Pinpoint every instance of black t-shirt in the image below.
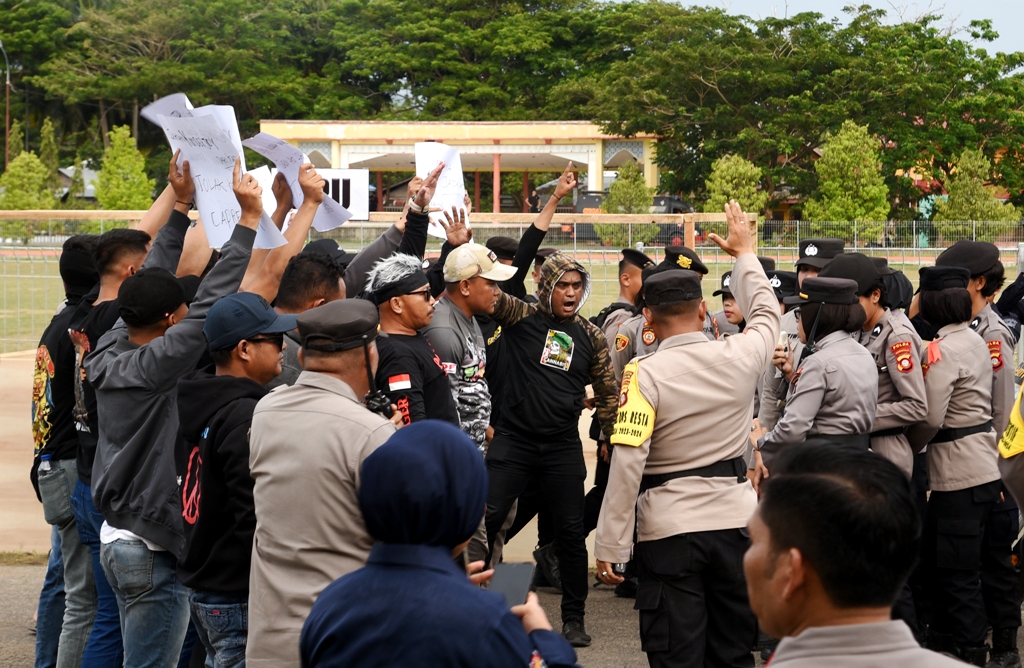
[376,332,459,426]
[69,295,121,486]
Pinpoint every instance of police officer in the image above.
[907,266,1001,666]
[596,202,779,667]
[758,239,846,429]
[755,277,879,475]
[935,240,1021,667]
[818,253,928,477]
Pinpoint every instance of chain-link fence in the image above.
[0,216,1024,352]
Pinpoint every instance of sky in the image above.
[716,0,1024,53]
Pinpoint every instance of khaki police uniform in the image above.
[596,254,779,666]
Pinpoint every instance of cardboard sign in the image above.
[414,141,469,239]
[158,115,285,248]
[242,132,352,232]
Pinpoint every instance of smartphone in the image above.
[487,561,537,608]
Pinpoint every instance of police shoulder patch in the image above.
[610,361,654,448]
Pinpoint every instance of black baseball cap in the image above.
[935,239,999,276]
[118,266,195,327]
[797,239,846,269]
[203,292,295,350]
[644,269,703,306]
[782,277,857,304]
[297,299,380,352]
[918,265,971,292]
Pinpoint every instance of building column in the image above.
[494,153,502,213]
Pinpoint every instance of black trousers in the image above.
[981,488,1021,630]
[923,481,1002,646]
[484,433,587,622]
[634,529,757,668]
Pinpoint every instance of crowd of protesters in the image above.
[25,155,1024,668]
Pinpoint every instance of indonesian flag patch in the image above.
[387,373,413,392]
[889,341,913,373]
[986,340,1002,371]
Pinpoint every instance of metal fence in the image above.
[0,218,1024,352]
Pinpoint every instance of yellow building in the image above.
[260,121,658,213]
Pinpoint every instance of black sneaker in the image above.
[562,619,590,648]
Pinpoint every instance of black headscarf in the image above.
[359,420,487,548]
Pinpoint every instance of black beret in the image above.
[711,272,732,297]
[782,277,857,304]
[483,237,519,260]
[662,246,708,276]
[644,269,703,306]
[297,299,380,352]
[919,265,971,291]
[797,239,846,269]
[623,248,654,269]
[818,253,882,294]
[935,239,999,276]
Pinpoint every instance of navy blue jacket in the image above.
[299,543,577,668]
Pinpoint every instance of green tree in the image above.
[703,155,768,213]
[96,125,157,209]
[934,149,1020,243]
[39,118,60,192]
[804,121,889,242]
[594,162,659,247]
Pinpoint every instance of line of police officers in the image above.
[596,203,1024,668]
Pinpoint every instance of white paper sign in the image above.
[414,141,469,239]
[316,169,370,220]
[158,115,285,248]
[242,132,352,232]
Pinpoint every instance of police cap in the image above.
[920,265,971,291]
[818,253,882,294]
[623,248,654,269]
[662,246,708,276]
[297,299,380,352]
[644,269,703,306]
[797,239,846,269]
[782,277,857,304]
[935,239,999,276]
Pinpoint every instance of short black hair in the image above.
[273,253,344,310]
[758,445,922,608]
[919,288,974,329]
[92,227,153,276]
[800,301,867,341]
[971,262,1007,297]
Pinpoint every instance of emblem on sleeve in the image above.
[986,340,1002,371]
[889,341,913,373]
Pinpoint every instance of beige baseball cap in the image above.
[444,243,516,283]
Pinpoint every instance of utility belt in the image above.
[931,420,992,443]
[870,425,907,439]
[804,433,871,450]
[640,457,746,494]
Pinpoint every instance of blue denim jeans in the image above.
[71,481,124,668]
[188,590,249,668]
[99,539,188,668]
[36,527,63,668]
[39,459,96,668]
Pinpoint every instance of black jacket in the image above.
[174,370,266,592]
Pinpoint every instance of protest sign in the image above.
[242,132,352,232]
[158,115,285,248]
[414,141,469,239]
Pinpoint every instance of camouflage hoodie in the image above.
[492,253,618,437]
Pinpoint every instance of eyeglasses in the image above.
[246,334,285,348]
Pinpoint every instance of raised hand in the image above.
[708,200,754,257]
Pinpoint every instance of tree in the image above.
[96,125,157,209]
[703,155,768,213]
[935,149,1020,243]
[804,121,889,241]
[39,118,60,193]
[594,162,660,247]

_EXERCISE DETAILS_
Add 86 to every bounding-box coordinate in the stretch from the start of the rows through the line that contains "[610,361,654,448]", and write out every line of that stretch again with the new values, leaving the pictures out.

_TASK SOLUTION_
Pinpoint every instance of black t-shirt in the image below.
[462,418,545,512]
[155,381,207,572]
Pinpoint every instance of police officer in the image above.
[993,352,1087,752]
[682,288,865,753]
[844,325,932,515]
[841,363,965,561]
[1021,326,1107,753]
[904,339,1014,563]
Pinpoint every instance of chain-link fence in the image above.
[86,302,1110,438]
Pinpoint every instance of sky in the image above.
[802,86,1110,139]
Pinpoint every instance of khaki police uniform in the image above.
[682,340,865,752]
Pinpoint every instance of cardboard sign in the image above.
[500,227,555,325]
[244,201,371,334]
[328,218,438,318]
Pinpoint every instance of smartphone in the image above.
[573,647,623,694]
Pinpoint every instance of police shoulder patch in the image above.
[696,447,740,534]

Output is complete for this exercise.